──────── Records supplied
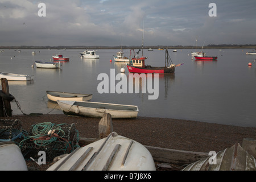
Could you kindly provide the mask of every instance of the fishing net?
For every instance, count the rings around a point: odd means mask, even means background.
[[[0,119],[0,142],[16,142],[22,135],[21,122],[18,119]]]
[[[44,151],[47,162],[57,156],[69,154],[79,147],[79,133],[75,124],[54,124],[44,122],[31,126],[29,131],[23,132],[24,139],[19,147],[25,160],[40,157]]]

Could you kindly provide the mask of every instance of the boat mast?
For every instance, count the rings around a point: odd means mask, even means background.
[[[142,57],[143,57],[143,44],[144,44],[144,21],[143,24],[142,42],[141,45],[141,48],[142,49]]]

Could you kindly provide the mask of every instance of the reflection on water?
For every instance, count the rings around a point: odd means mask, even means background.
[[[253,96],[256,92],[256,84],[253,84],[256,81],[256,65],[248,67],[248,63],[255,59],[246,55],[246,51],[204,50],[208,55],[218,54],[217,61],[191,60],[189,49],[178,49],[174,53],[169,51],[174,64],[184,64],[177,67],[174,74],[159,74],[158,88],[154,87],[156,85],[152,75],[151,88],[158,90],[159,97],[149,100],[148,96],[152,94],[148,92],[147,76],[138,82],[133,80],[133,93],[129,93],[126,63],[110,61],[119,50],[98,50],[99,59],[80,57],[80,52],[84,50],[41,49],[34,55],[32,51],[22,49],[18,53],[10,49],[0,53],[0,71],[34,75],[32,81],[9,82],[10,93],[26,113],[62,114],[60,109],[53,109],[56,105],[52,106],[46,97],[46,91],[49,90],[92,93],[92,101],[135,105],[139,107],[138,116],[256,126],[256,97]],[[127,53],[130,51],[125,51]],[[56,51],[60,53],[65,51],[64,55],[70,59],[69,62],[61,63],[60,69],[31,68],[35,61],[49,60]],[[143,55],[148,57],[146,65],[164,65],[165,51],[144,51]],[[100,94],[97,86],[101,81],[97,80],[98,76],[105,73],[109,77],[114,69],[115,76],[122,68],[125,72],[114,83],[116,86],[122,79],[126,79],[127,93]],[[147,88],[144,93],[142,93],[143,86]],[[135,88],[139,89],[139,93],[135,93]],[[13,114],[20,114],[16,107],[12,104]]]

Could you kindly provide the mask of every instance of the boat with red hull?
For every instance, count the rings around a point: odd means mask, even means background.
[[[62,55],[56,55],[55,56],[52,56],[53,61],[69,61],[69,57],[64,57]]]
[[[217,60],[217,56],[194,56],[196,60]]]
[[[151,67],[151,65],[145,65],[145,59],[146,59],[146,57],[139,57],[138,56],[132,58],[131,63],[127,64],[127,67],[129,72],[138,73],[173,73],[175,72],[175,68],[176,67],[183,64],[183,63],[182,63],[175,65],[170,63],[170,65],[169,66],[168,64],[170,60],[167,49],[166,51],[165,67]],[[167,63],[167,66],[166,66],[166,63]]]

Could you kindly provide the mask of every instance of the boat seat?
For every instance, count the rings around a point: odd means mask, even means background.
[[[57,95],[57,94],[52,94],[52,96],[55,96],[55,97],[60,97],[60,95]]]

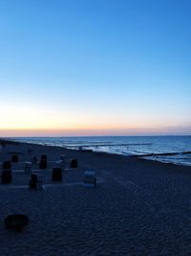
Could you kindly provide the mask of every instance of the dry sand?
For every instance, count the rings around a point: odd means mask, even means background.
[[[191,167],[30,144],[2,148],[0,162],[11,159],[9,151],[22,154],[12,183],[0,184],[1,256],[191,255]],[[43,153],[44,189],[29,190],[23,162]],[[63,182],[53,183],[61,154],[76,157],[79,168],[68,164]],[[96,188],[83,186],[86,170],[96,171]],[[4,227],[17,213],[30,218],[19,233]]]

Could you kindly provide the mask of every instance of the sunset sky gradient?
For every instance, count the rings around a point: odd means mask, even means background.
[[[0,136],[191,134],[191,1],[1,0]]]

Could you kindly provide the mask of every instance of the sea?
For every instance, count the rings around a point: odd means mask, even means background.
[[[11,139],[191,166],[191,136],[16,137]]]

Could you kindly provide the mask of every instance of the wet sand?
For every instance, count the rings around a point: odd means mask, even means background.
[[[191,167],[23,143],[2,148],[0,162],[13,151],[12,183],[0,184],[0,255],[191,255]],[[23,162],[43,153],[48,169],[32,170],[44,189],[32,191]],[[52,182],[61,154],[63,182]],[[87,170],[96,172],[95,188],[83,185]],[[7,230],[10,214],[27,214],[30,223]]]

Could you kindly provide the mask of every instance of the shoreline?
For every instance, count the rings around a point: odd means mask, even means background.
[[[19,162],[12,183],[0,184],[0,255],[191,254],[191,167],[28,143],[8,144],[0,162],[9,151],[18,151]],[[48,169],[32,171],[43,175],[44,189],[32,191],[24,162],[41,154]],[[63,181],[53,182],[62,154]],[[77,169],[70,168],[73,158]],[[83,185],[85,171],[96,172],[96,187]],[[20,233],[5,229],[10,214],[27,215],[29,225]]]
[[[58,149],[64,149],[65,151],[74,151],[75,152],[85,152],[85,151],[90,151],[98,155],[101,154],[105,154],[105,155],[111,155],[111,156],[123,156],[126,158],[137,158],[139,160],[144,160],[144,161],[151,161],[151,162],[156,162],[156,163],[161,163],[161,164],[165,164],[165,165],[173,165],[173,166],[182,166],[182,167],[191,167],[191,165],[186,165],[186,164],[180,164],[180,163],[172,163],[172,162],[165,162],[165,161],[161,161],[161,160],[157,160],[157,159],[147,159],[147,158],[143,158],[143,157],[148,157],[148,156],[158,156],[158,155],[171,155],[171,154],[175,154],[173,153],[151,153],[151,154],[145,154],[145,155],[124,155],[122,153],[112,153],[112,152],[106,152],[106,151],[94,151],[93,150],[85,150],[83,151],[79,151],[79,150],[75,150],[75,149],[69,149],[69,148],[65,148],[64,146],[55,146],[55,145],[44,145],[44,144],[38,144],[38,143],[32,143],[32,142],[20,142],[20,141],[16,141],[16,140],[9,140],[6,139],[4,140],[4,138],[0,138],[0,145],[2,142],[6,142],[8,144],[27,144],[27,145],[37,145],[37,146],[42,146],[42,147],[53,147],[53,148],[58,148]],[[191,151],[185,151],[185,154],[190,153]],[[177,154],[177,152],[176,152]]]

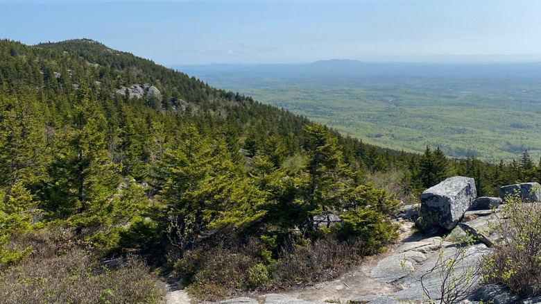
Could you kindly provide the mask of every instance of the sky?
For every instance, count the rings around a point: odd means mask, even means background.
[[[539,0],[0,0],[0,38],[164,65],[541,60]]]

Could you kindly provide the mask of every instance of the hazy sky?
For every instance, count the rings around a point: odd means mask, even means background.
[[[540,16],[539,0],[0,0],[0,38],[91,38],[162,65],[540,60]]]

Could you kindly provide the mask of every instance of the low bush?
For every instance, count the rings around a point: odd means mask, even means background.
[[[32,253],[0,273],[0,303],[163,303],[163,292],[144,262],[128,257],[108,268],[84,246],[51,237],[13,235],[8,245],[31,247]]]
[[[243,245],[222,244],[210,250],[189,251],[177,261],[175,269],[191,283],[192,294],[214,301],[332,280],[366,251],[361,242],[343,242],[333,235],[313,242],[291,236],[274,253],[267,243],[268,239],[252,238]]]
[[[541,294],[541,203],[523,203],[512,194],[496,227],[502,237],[482,261],[484,279],[519,296]]]

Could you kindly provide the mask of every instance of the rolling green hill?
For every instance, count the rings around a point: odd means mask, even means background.
[[[182,67],[213,85],[393,149],[497,162],[541,156],[541,69],[531,64]]]

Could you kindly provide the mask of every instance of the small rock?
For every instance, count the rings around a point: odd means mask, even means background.
[[[498,194],[504,200],[504,202],[506,201],[506,196],[514,193],[517,193],[519,197],[524,201],[541,201],[541,185],[538,183],[508,185],[500,187],[498,190]]]
[[[251,298],[241,297],[230,298],[229,300],[214,302],[216,304],[259,304],[259,303]]]
[[[402,304],[394,298],[386,296],[379,296],[368,302],[368,304]]]
[[[472,210],[486,210],[498,207],[501,204],[501,199],[499,197],[481,196],[475,199],[470,209]]]
[[[488,303],[493,301],[492,304],[513,304],[517,298],[509,291],[496,284],[488,284],[480,287],[472,297],[475,301]]]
────────────────
## Exercise goal
Please reproduce the items word for word from their beginning through the line containing "[[[0,119],[0,142],[16,142],[22,135],[21,122],[18,119]]]", leaving out any pictures.

## Worked solution
Could you kindly provide the mask of every instance of the fishing net?
For every instance, count the rings around a point: odd means mask, even means background.
[[[0,119],[0,142],[16,142],[22,135],[21,122],[18,119]]]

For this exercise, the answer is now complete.